§ **AIM OF THE EXERCISE**: Starting with the line that contains "on the pink", copy every line through the end of the data below, exactly and with nothing added.

§ **DATASET ROWS**:
==*==

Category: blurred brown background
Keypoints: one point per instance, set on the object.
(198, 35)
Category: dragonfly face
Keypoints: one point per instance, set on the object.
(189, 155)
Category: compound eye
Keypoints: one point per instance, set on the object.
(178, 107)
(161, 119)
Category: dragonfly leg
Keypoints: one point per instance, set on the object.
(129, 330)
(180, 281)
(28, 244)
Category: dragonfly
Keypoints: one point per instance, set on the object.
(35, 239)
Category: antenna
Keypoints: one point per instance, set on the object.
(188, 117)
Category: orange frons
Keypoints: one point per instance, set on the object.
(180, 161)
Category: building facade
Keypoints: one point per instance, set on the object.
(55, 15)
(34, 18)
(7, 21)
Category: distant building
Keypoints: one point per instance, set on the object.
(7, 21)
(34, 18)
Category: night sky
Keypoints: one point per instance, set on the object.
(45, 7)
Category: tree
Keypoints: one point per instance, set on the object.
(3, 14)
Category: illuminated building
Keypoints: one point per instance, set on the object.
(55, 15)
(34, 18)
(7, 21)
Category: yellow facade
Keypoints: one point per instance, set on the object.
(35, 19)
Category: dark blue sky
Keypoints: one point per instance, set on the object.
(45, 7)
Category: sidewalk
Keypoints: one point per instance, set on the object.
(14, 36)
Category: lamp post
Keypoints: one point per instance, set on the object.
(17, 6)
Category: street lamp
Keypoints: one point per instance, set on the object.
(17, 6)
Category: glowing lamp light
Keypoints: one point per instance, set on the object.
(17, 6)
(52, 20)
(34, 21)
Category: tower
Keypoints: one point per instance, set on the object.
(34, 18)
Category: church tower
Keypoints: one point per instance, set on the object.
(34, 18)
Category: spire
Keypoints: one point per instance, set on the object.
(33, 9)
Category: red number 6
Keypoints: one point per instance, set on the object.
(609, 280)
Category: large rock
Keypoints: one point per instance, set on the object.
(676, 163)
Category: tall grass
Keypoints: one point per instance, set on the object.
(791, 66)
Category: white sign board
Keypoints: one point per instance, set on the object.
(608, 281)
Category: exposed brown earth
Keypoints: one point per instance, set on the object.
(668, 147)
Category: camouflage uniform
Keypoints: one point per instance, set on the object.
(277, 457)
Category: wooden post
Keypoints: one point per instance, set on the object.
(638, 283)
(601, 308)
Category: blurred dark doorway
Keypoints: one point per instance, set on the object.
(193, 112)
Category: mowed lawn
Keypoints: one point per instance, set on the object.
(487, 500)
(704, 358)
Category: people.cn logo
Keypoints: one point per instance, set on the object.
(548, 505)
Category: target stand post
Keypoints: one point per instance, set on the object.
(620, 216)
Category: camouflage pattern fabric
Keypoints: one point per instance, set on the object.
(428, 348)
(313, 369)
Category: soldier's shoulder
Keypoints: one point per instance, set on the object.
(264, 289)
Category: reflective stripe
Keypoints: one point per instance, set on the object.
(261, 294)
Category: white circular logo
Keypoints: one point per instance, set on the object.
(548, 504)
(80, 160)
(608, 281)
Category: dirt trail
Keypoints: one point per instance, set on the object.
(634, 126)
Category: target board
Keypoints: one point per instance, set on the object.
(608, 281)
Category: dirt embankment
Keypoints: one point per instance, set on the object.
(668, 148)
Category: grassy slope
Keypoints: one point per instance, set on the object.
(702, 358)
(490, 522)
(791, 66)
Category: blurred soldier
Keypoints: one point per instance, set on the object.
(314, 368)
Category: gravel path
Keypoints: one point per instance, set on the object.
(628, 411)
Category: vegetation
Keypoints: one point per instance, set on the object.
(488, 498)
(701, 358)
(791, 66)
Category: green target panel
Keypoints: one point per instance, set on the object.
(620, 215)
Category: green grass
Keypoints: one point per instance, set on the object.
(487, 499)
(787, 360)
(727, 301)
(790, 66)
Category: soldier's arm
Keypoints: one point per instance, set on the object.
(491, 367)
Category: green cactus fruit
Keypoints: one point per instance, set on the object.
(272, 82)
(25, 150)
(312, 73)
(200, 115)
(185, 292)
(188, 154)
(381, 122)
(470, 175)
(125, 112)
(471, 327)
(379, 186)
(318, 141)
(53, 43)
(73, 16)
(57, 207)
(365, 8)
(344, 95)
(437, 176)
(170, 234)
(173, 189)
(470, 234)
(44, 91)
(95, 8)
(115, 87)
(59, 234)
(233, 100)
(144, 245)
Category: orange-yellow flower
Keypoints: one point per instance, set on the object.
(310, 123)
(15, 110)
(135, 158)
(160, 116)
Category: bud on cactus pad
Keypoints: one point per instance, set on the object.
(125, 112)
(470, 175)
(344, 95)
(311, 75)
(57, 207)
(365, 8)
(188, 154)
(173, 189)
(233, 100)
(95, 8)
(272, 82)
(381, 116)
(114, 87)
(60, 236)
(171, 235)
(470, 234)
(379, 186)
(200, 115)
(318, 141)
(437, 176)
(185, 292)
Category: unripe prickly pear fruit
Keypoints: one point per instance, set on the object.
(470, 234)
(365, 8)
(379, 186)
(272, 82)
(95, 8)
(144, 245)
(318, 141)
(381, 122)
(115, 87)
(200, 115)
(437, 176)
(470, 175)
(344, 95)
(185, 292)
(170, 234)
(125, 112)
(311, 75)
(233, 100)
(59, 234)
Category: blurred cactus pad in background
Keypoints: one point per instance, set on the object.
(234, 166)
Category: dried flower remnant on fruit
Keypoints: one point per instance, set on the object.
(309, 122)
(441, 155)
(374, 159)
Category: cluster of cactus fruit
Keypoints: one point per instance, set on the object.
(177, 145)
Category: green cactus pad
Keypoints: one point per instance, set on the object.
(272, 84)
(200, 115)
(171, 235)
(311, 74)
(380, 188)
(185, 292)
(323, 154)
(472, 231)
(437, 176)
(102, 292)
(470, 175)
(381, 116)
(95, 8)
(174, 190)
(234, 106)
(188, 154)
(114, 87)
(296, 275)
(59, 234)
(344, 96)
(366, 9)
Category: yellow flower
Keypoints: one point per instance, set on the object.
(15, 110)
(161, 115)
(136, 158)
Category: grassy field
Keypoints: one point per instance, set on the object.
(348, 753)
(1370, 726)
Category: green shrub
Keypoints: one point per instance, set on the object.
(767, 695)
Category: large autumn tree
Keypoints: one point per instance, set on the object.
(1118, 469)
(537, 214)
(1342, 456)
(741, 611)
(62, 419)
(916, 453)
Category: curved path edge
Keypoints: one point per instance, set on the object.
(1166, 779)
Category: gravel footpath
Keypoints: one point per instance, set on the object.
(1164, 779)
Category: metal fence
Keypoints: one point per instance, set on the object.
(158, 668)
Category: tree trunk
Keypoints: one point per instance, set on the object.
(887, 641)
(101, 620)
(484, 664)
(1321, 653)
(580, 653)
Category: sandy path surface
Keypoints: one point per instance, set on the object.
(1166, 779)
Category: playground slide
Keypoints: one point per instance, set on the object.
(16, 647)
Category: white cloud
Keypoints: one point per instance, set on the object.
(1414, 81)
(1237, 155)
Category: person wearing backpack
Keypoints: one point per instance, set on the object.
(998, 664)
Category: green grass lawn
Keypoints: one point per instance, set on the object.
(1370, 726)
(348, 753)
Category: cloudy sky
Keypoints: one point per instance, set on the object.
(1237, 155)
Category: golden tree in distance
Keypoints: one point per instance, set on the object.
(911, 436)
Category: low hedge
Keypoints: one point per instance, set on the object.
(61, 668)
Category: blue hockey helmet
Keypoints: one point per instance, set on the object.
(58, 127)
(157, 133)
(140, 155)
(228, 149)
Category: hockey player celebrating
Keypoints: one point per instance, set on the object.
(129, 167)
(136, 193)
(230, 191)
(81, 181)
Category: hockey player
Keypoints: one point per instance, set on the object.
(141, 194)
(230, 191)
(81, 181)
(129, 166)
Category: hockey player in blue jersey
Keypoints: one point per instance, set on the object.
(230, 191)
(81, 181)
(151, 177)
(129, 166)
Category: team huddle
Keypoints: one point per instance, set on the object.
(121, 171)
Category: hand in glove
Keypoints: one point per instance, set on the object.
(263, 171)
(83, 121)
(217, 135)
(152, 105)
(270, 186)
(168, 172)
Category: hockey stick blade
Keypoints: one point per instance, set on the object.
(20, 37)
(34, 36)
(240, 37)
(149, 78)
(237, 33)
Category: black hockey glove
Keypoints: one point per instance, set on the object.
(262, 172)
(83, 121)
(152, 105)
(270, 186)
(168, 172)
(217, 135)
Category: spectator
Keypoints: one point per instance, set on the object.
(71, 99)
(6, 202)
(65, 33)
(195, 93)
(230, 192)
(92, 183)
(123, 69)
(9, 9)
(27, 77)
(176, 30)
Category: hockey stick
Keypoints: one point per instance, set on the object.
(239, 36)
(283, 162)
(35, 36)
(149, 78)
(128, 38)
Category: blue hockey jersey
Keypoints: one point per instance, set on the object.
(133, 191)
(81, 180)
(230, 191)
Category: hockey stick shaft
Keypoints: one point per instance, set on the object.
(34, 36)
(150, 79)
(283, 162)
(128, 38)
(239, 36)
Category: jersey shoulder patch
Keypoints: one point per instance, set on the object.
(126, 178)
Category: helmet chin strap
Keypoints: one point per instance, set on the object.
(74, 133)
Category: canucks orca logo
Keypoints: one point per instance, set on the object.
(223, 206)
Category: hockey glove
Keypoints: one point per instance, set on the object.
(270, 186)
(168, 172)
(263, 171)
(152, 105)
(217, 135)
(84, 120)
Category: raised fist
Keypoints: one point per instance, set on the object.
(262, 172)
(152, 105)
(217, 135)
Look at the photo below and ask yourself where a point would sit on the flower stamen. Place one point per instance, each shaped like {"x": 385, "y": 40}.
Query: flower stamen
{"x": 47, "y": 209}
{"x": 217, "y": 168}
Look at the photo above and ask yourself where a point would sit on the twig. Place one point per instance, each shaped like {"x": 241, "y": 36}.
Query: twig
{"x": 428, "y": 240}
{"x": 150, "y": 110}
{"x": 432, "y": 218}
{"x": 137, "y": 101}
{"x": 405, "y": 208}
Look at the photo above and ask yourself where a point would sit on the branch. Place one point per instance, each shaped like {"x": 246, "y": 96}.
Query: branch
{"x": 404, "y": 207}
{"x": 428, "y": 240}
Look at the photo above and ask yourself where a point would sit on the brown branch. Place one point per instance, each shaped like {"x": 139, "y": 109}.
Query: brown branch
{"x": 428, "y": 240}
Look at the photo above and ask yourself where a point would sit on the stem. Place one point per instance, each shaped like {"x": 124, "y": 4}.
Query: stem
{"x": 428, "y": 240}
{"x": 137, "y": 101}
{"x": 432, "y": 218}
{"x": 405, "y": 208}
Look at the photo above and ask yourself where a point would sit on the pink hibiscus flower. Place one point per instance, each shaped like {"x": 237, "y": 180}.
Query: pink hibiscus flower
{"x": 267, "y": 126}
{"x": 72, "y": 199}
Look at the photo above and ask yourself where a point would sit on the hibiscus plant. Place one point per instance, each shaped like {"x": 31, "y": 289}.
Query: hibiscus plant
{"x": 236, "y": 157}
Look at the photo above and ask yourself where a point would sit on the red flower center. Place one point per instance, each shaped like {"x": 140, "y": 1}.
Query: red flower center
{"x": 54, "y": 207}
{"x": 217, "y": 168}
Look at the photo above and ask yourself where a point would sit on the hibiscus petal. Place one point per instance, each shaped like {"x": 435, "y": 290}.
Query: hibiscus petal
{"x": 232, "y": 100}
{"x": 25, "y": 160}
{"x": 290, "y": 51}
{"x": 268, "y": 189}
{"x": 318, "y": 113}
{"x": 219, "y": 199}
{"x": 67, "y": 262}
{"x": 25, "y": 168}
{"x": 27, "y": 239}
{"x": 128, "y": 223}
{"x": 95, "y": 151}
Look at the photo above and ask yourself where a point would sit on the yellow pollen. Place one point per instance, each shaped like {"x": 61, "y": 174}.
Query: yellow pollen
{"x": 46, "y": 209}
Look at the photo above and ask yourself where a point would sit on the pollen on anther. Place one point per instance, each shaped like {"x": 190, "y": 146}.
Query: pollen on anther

==*==

§ **PROBLEM SOLUTION**:
Look at the photo above and ask yourself where a point would sit on the pink hibiscus flower. Place one point per instance, each shaped like {"x": 237, "y": 180}.
Query: pink hibiscus flower
{"x": 267, "y": 126}
{"x": 72, "y": 199}
Look at the photo above and ask yourself where a point would sit on the hibiscus plant. Place one point per instance, each shaped like {"x": 31, "y": 289}.
Query: hibiscus plant
{"x": 236, "y": 157}
Look at the photo above and ask yourself where a point would sit on the red flower center. Place one point per instance, each shaped like {"x": 140, "y": 1}.
Query: red flower center
{"x": 54, "y": 207}
{"x": 217, "y": 168}
Look at the photo above and ask yourself where a point would sit on the hibiscus petal. Place one point per instance, each shaped like {"x": 435, "y": 290}.
Query: hibiscus petal
{"x": 232, "y": 100}
{"x": 25, "y": 160}
{"x": 290, "y": 51}
{"x": 268, "y": 189}
{"x": 318, "y": 113}
{"x": 219, "y": 199}
{"x": 67, "y": 262}
{"x": 25, "y": 168}
{"x": 27, "y": 239}
{"x": 128, "y": 223}
{"x": 95, "y": 151}
Look at the photo above and ask yourself where a point would sit on the yellow pollen. Place one point per instance, each shaped like {"x": 61, "y": 174}.
Query: yellow pollen
{"x": 46, "y": 209}
Look at the photo above and ask yourself where a point would sit on the pollen on anther. Place one point per instance, each shaped like {"x": 190, "y": 146}.
Query: pollen on anther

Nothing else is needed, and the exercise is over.